● **What is needed**: Reproduce the stretch of the article on the Senate repeal vote from "The House vote" through "the unpopular program.", replacing "Republicans" with "GOP lawmakers".

** Source text follows **

Senate votes to repeal most of Obamacare
The Senate voted 52-47 to gut Obamacare, strengthening a House-passed bill that many conservatives – including Ted Cruz and Mike Lee – didn't think went far enough.
The House vote on the amended version will come in the next few days and is almost certain to pass. This means that for the first time, President Obama will be forced to veto an Obamacare repeal bill – a prospect that many political experts think will benefit Republicans.
Obamacare is slowly melting down as exchanges are shuttered, insurance companies are pulling out, and fewer healthy people are signing up for coverage. The writing is on the wall, and Republicans are salivating about running against the unpopular program.
The vote caps weeks of intense and at times acrimonious debate within the Senate GOP conference over how far the repeal should go.
Conservative Sens. Ted Cruz (R-Texas) and Marco Rubio (R-Fla.), who are running for president, and Sen. Mike Lee (R-Utah) threatened to oppose a House-passed repeal bill for not going far enough.
Three moderates, Sens. Susan Collins (R-Maine), Mark Kirk (R-Ill.) and Lisa Murkowski (R-Alaska), balked at it for including language defunding Planned Parenthood.
GOP leaders briefly floated the possibility of dropping the Planned Parenthood language but dropped the idea knowing it could spark a conservative backlash.

** End of Source text **
** Excerpted data follows **

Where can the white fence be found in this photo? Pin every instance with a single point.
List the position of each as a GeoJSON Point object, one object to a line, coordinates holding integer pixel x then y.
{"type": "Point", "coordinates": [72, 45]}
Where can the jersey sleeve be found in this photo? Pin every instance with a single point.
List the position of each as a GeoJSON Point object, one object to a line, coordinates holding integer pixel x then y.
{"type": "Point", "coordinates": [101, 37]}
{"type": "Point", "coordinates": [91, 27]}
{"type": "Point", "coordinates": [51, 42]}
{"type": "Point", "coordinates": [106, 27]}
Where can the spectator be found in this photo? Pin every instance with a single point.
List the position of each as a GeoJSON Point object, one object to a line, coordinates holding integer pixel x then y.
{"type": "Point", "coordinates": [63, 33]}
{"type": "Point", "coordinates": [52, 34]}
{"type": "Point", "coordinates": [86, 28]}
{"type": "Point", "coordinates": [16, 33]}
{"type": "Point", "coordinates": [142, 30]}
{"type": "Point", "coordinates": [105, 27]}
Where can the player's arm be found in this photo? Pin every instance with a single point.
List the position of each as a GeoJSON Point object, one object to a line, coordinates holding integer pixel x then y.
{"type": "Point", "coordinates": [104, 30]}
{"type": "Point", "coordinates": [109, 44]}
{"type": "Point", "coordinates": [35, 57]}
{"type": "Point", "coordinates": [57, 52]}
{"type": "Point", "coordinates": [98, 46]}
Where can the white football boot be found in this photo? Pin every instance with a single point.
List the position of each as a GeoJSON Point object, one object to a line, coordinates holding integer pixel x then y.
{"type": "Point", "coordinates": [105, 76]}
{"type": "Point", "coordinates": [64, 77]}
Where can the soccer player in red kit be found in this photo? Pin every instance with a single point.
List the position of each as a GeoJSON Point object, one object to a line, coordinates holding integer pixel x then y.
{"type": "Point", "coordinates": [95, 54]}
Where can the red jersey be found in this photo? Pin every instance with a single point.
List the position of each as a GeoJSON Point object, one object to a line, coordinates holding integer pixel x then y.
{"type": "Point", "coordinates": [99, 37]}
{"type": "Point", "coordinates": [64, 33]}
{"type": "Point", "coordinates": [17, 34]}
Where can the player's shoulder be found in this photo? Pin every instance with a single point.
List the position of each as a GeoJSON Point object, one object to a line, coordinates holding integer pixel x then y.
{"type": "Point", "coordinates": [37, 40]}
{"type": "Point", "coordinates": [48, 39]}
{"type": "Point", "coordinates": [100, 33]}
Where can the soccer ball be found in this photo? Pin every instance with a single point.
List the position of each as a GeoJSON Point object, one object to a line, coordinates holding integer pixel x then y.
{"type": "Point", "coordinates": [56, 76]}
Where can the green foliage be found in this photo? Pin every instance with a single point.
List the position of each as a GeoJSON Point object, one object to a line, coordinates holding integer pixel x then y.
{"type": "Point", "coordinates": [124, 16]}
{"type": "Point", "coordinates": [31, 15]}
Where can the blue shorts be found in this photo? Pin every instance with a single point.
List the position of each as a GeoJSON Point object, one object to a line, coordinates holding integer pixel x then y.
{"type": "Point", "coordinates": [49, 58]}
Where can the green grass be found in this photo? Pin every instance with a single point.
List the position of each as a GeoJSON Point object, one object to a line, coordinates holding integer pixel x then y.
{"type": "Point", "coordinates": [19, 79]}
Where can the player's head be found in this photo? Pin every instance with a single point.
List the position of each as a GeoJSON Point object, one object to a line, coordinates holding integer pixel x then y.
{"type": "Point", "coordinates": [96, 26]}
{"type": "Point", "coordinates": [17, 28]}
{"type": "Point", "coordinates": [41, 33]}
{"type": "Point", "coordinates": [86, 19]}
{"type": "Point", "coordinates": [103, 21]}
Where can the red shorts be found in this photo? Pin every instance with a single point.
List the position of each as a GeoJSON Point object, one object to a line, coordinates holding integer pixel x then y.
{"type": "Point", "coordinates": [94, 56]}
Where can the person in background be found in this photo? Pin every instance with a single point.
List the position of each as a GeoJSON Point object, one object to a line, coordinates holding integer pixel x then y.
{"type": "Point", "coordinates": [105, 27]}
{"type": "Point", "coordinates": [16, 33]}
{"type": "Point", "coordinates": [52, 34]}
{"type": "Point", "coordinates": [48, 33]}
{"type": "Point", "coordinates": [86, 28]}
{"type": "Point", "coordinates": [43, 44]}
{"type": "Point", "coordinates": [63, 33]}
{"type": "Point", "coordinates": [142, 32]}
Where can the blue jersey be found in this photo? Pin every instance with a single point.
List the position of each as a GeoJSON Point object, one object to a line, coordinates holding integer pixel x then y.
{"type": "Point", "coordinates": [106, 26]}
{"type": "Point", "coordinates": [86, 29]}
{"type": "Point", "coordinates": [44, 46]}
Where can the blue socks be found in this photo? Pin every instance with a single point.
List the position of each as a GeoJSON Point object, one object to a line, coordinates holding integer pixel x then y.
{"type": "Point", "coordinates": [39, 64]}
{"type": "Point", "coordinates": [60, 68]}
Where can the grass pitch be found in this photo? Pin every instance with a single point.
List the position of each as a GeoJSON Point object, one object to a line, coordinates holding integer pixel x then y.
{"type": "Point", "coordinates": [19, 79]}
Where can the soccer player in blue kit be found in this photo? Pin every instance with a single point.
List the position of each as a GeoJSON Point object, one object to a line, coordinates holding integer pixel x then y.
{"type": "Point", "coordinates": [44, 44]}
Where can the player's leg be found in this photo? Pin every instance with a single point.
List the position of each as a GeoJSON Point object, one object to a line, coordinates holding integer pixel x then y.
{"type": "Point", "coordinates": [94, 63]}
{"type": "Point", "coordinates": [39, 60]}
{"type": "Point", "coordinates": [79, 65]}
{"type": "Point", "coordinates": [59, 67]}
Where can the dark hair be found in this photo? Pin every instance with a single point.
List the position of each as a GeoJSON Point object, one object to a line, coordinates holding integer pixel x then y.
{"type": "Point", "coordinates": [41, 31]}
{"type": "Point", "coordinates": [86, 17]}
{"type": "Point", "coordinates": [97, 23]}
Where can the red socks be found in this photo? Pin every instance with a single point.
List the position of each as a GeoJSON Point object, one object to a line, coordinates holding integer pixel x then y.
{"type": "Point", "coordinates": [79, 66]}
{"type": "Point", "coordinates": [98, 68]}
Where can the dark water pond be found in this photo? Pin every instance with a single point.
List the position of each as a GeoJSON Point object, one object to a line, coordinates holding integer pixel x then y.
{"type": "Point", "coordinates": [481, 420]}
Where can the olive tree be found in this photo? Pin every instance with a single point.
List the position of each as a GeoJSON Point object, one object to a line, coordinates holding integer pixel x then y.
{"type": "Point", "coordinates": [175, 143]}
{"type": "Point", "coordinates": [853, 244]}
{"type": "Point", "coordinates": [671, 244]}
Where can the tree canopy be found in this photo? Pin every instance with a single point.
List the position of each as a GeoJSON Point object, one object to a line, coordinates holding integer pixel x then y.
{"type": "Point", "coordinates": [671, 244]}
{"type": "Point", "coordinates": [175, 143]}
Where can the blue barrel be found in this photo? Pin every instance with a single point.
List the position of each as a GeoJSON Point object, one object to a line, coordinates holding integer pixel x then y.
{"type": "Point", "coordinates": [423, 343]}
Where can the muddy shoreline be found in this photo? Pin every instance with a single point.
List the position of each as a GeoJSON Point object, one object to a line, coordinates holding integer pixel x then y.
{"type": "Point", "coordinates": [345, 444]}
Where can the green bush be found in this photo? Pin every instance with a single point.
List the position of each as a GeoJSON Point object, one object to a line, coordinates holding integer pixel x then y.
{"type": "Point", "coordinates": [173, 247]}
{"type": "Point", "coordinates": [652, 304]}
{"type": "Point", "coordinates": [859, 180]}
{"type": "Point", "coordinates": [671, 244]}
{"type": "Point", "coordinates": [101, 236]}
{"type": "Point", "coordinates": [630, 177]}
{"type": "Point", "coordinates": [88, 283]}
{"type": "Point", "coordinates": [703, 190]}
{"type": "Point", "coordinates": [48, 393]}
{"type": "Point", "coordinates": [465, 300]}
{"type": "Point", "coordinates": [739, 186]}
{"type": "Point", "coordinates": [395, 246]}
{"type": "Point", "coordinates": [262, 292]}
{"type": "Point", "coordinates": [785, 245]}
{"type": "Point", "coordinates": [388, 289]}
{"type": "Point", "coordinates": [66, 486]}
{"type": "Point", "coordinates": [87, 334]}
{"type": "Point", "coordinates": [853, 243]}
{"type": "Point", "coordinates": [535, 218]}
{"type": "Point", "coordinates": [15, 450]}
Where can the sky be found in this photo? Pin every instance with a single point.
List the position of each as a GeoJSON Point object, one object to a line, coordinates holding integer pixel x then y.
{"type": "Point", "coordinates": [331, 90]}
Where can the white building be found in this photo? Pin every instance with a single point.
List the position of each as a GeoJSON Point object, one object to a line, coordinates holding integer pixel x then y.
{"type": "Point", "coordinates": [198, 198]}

** End of Excerpted data **

● **Exercise answer**:
The House vote on the amended version will come in the next few days and is almost certain to pass. This means that for the first time, President Obama will be forced to veto an Obamacare repeal bill – a prospect that many political experts think will benefit GOP lawmakers.
Obamacare is slowly melting down as exchanges are shuttered, insurance companies are pulling out, and fewer healthy people are signing up for coverage. The writing is on the wall, and GOP lawmakers are salivating about running against the unpopular program.